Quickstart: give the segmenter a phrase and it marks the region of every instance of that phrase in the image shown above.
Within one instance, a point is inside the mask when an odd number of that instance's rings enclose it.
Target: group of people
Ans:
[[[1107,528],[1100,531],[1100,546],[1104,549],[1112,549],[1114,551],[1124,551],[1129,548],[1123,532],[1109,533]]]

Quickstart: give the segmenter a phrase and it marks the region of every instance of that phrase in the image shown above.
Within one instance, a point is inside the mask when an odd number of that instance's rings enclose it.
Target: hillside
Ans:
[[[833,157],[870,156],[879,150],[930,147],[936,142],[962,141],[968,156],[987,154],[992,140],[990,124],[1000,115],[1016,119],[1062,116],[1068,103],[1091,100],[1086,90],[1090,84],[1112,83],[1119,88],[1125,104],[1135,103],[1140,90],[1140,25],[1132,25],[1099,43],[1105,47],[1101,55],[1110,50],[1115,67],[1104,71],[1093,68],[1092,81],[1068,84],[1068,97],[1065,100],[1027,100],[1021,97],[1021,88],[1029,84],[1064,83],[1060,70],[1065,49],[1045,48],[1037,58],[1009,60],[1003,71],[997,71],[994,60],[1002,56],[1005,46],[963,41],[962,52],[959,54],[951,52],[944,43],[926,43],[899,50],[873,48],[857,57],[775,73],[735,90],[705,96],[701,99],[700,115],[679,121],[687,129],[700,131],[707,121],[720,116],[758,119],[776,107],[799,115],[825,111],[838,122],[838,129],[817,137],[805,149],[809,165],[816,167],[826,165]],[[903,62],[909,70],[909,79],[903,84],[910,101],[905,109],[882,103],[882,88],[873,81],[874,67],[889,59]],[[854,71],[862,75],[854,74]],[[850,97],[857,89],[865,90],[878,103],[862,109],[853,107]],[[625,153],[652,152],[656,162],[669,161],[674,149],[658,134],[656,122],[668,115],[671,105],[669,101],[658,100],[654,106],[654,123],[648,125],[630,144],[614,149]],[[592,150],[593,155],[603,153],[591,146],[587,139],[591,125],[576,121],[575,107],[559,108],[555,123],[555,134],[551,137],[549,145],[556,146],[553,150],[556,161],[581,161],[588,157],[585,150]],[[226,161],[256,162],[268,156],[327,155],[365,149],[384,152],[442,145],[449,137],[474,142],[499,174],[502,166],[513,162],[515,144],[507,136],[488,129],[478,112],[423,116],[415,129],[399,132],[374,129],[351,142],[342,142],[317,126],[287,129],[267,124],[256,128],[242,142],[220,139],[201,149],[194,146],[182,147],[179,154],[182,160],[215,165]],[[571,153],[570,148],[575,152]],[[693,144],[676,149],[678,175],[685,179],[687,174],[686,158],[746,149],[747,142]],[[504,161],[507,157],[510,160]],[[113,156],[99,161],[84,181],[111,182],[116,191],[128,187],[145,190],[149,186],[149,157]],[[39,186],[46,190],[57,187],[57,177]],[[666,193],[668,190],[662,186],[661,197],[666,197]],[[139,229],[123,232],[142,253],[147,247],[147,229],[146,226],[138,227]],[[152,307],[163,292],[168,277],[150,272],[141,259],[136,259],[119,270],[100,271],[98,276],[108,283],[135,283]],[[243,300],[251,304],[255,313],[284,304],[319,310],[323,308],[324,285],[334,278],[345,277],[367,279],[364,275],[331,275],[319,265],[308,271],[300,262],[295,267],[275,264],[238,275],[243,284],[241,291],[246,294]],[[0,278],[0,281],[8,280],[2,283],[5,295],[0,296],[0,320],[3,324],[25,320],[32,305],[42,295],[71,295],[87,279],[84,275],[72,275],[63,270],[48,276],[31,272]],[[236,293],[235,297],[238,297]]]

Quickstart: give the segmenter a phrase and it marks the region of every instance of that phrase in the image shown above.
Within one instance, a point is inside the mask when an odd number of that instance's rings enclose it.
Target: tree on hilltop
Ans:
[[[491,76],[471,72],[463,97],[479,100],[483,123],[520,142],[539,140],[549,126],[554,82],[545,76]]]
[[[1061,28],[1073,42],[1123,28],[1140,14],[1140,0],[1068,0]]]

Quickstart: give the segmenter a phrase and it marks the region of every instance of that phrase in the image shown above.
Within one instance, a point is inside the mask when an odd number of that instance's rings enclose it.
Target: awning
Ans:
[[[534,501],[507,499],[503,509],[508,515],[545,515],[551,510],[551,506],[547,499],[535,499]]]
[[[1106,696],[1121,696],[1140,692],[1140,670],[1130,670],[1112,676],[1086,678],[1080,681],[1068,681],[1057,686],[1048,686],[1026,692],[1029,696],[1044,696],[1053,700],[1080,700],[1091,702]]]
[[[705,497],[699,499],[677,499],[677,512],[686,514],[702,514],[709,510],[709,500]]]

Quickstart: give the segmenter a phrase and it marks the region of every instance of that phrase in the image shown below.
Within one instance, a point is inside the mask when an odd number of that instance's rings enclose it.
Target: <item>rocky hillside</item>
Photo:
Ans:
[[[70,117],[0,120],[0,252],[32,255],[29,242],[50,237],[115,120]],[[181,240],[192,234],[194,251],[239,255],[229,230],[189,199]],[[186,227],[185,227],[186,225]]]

Your goal
Please quote nothing but the lines from the line with "image shown below." through the end of the data above, exactly as written, ends included.

Response for this exercise
Quickstart: give the segmenter a phrase and it marks the region of every instance of that phrase in the image shown below.
Within one instance, a point is inside the mask when an odd number of that instance's rings enclose it.
Target: <item>rocky hillside</item>
Photo:
Ans:
[[[70,117],[0,120],[0,252],[32,255],[29,242],[50,237],[115,120]],[[181,240],[192,234],[194,251],[239,255],[229,230],[189,199]],[[186,227],[185,227],[186,225]]]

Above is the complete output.